**Problem description:** Repeat every one of the following entries word for word, keeping each line unchanged.

**Extracted entries:**
%%

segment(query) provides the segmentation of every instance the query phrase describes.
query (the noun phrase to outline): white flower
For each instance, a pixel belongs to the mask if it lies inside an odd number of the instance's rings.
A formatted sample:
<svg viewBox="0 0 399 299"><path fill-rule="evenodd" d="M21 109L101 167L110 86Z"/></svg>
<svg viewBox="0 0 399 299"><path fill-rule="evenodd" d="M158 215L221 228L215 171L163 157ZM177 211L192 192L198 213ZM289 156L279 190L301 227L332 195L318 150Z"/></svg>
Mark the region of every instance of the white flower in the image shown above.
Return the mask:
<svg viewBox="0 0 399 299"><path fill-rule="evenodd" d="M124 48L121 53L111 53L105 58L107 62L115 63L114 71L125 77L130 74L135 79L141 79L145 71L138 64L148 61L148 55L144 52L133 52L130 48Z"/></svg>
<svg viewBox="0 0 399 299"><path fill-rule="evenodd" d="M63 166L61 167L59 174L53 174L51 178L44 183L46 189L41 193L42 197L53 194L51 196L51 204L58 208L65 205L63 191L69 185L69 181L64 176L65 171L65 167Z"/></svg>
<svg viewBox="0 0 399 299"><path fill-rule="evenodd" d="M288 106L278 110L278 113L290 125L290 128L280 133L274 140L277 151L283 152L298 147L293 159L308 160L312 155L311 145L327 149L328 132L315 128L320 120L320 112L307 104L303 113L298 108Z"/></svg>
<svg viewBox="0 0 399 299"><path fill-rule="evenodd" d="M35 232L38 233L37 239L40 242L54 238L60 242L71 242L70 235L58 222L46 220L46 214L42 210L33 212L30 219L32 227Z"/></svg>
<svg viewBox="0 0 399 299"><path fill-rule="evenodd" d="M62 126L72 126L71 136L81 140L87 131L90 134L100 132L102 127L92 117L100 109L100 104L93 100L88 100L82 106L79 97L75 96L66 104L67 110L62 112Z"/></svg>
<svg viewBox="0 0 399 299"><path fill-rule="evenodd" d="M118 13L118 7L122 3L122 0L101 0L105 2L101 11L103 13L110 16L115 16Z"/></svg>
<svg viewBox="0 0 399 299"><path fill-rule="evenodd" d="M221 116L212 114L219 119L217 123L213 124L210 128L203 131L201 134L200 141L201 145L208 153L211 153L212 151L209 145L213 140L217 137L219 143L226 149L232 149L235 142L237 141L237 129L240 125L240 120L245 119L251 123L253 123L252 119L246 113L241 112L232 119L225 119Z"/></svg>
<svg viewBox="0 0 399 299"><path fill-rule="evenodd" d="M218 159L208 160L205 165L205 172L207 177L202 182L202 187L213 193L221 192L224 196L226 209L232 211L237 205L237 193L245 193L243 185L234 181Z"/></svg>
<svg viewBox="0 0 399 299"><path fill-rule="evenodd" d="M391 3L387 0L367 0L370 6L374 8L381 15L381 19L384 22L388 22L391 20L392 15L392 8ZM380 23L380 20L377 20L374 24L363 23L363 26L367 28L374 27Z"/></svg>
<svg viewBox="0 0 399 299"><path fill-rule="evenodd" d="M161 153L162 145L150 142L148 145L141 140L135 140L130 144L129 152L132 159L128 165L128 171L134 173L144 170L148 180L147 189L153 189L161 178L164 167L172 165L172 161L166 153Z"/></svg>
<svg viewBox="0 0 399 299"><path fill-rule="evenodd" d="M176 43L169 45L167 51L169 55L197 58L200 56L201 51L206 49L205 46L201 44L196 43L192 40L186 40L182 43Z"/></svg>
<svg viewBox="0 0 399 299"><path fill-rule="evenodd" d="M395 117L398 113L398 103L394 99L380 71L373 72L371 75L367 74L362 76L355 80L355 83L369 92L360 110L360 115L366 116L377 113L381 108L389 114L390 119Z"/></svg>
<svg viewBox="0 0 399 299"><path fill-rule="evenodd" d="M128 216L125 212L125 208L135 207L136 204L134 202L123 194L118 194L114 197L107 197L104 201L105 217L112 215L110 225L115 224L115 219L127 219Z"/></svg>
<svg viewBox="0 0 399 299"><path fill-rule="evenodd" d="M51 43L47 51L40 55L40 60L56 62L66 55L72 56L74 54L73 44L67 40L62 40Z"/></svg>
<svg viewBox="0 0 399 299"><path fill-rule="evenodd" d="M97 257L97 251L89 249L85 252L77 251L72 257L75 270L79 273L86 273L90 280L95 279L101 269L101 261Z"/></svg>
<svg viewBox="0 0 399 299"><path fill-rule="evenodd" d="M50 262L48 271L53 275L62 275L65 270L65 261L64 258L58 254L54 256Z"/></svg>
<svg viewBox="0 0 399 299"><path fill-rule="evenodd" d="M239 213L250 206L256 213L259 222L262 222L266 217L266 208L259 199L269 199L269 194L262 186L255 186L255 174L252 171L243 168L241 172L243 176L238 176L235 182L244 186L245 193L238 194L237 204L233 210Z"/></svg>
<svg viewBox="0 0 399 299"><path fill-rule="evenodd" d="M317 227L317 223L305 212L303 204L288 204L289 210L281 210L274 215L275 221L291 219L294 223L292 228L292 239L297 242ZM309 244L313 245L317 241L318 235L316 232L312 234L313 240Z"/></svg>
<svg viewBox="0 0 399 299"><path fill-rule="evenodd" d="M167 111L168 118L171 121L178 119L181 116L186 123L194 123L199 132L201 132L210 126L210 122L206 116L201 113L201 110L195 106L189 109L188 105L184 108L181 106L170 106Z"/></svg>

%%

**Solution to this problem:**
segment(query) provides the segmentation of every instance the query phrase describes.
query (the noun phrase to outline): white flower
For each instance, a pixel belongs to the mask if it lies inside an odd number of the instance's rings.
A formatted sample:
<svg viewBox="0 0 399 299"><path fill-rule="evenodd" d="M21 109L101 167L110 86Z"/></svg>
<svg viewBox="0 0 399 299"><path fill-rule="evenodd" d="M158 215L221 228L215 171L163 157ZM177 211L192 192L198 213ZM289 156L279 190L301 227L332 195L318 150Z"/></svg>
Mark the region of every instance of the white flower in the image shown above.
Return the mask:
<svg viewBox="0 0 399 299"><path fill-rule="evenodd" d="M124 48L121 53L111 53L105 58L107 62L115 63L114 71L125 77L130 74L135 79L141 79L145 71L138 64L148 61L148 55L144 52L133 52L130 48Z"/></svg>
<svg viewBox="0 0 399 299"><path fill-rule="evenodd" d="M63 166L61 167L59 174L53 174L51 178L44 183L46 189L41 193L42 197L53 194L51 196L51 204L58 208L65 205L63 191L69 185L69 181L64 176L65 171L65 167Z"/></svg>
<svg viewBox="0 0 399 299"><path fill-rule="evenodd" d="M288 106L278 110L278 113L290 125L290 128L280 133L274 140L277 151L283 152L298 147L293 159L308 160L312 155L311 145L327 149L328 132L315 128L320 120L320 112L307 104L303 113L298 108Z"/></svg>
<svg viewBox="0 0 399 299"><path fill-rule="evenodd" d="M35 232L38 233L37 239L40 242L54 238L60 242L71 242L70 235L58 222L46 220L46 214L42 210L33 212L30 219L32 227Z"/></svg>
<svg viewBox="0 0 399 299"><path fill-rule="evenodd" d="M62 126L72 126L71 136L81 140L87 131L90 134L100 132L102 127L92 117L100 109L100 104L93 100L88 100L82 106L79 97L75 96L66 104L67 110L62 112Z"/></svg>
<svg viewBox="0 0 399 299"><path fill-rule="evenodd" d="M118 13L118 7L122 3L122 0L101 0L105 2L101 11L103 13L110 16L115 16Z"/></svg>
<svg viewBox="0 0 399 299"><path fill-rule="evenodd" d="M221 116L212 114L219 119L217 123L213 124L210 128L203 131L201 134L200 141L201 145L208 153L211 153L212 151L209 145L213 140L217 137L219 143L226 149L232 149L235 142L237 141L237 129L240 125L240 120L245 119L251 123L253 123L252 119L246 113L241 112L232 119L225 119Z"/></svg>
<svg viewBox="0 0 399 299"><path fill-rule="evenodd" d="M218 159L208 160L205 165L205 172L207 177L202 182L202 187L213 193L221 192L224 196L226 209L232 211L237 205L237 193L245 193L243 185L234 181Z"/></svg>
<svg viewBox="0 0 399 299"><path fill-rule="evenodd" d="M391 3L387 0L367 0L370 6L374 8L381 15L381 19L384 22L388 22L391 20L392 15L392 8ZM380 23L380 20L377 20L374 24L363 23L363 26L367 28L374 27Z"/></svg>
<svg viewBox="0 0 399 299"><path fill-rule="evenodd" d="M161 153L162 145L150 142L148 145L141 140L135 140L130 144L129 152L132 159L128 165L128 171L134 173L144 170L148 180L147 189L153 189L161 178L164 167L172 165L172 161L166 153Z"/></svg>
<svg viewBox="0 0 399 299"><path fill-rule="evenodd" d="M176 43L169 45L167 51L169 55L197 58L200 56L201 51L206 49L205 46L201 44L196 43L192 40L186 40L182 43Z"/></svg>
<svg viewBox="0 0 399 299"><path fill-rule="evenodd" d="M395 117L398 113L398 103L394 99L380 71L373 72L371 75L367 74L362 76L355 80L355 83L369 92L360 110L360 115L366 116L377 113L381 108L389 114L390 119Z"/></svg>
<svg viewBox="0 0 399 299"><path fill-rule="evenodd" d="M128 216L125 212L125 208L135 207L136 204L134 202L123 194L118 194L114 197L107 197L104 201L105 217L112 215L110 225L115 224L115 219L127 219Z"/></svg>
<svg viewBox="0 0 399 299"><path fill-rule="evenodd" d="M51 43L47 51L40 55L40 60L56 62L66 55L72 56L74 54L73 44L67 40L62 40Z"/></svg>
<svg viewBox="0 0 399 299"><path fill-rule="evenodd" d="M97 257L97 251L89 249L85 252L77 251L72 257L75 270L79 273L86 273L90 280L95 279L101 269L101 261Z"/></svg>
<svg viewBox="0 0 399 299"><path fill-rule="evenodd" d="M50 262L48 271L53 275L62 275L65 270L65 261L64 258L58 254L54 256Z"/></svg>
<svg viewBox="0 0 399 299"><path fill-rule="evenodd" d="M239 213L250 206L256 213L259 222L262 222L266 217L266 208L259 199L269 199L269 194L262 186L255 186L255 174L252 171L243 168L241 172L243 176L238 176L235 182L244 186L245 193L238 194L237 204L233 210Z"/></svg>
<svg viewBox="0 0 399 299"><path fill-rule="evenodd" d="M317 227L317 223L305 212L303 204L288 204L289 210L281 210L274 215L275 221L291 219L294 223L292 228L292 239L297 242ZM309 244L313 245L317 241L318 235L316 232L312 234L313 240Z"/></svg>
<svg viewBox="0 0 399 299"><path fill-rule="evenodd" d="M167 111L168 118L171 121L178 119L181 116L186 123L194 123L199 132L201 132L210 126L210 122L206 116L201 113L201 110L195 106L189 109L188 105L184 108L181 106L170 106Z"/></svg>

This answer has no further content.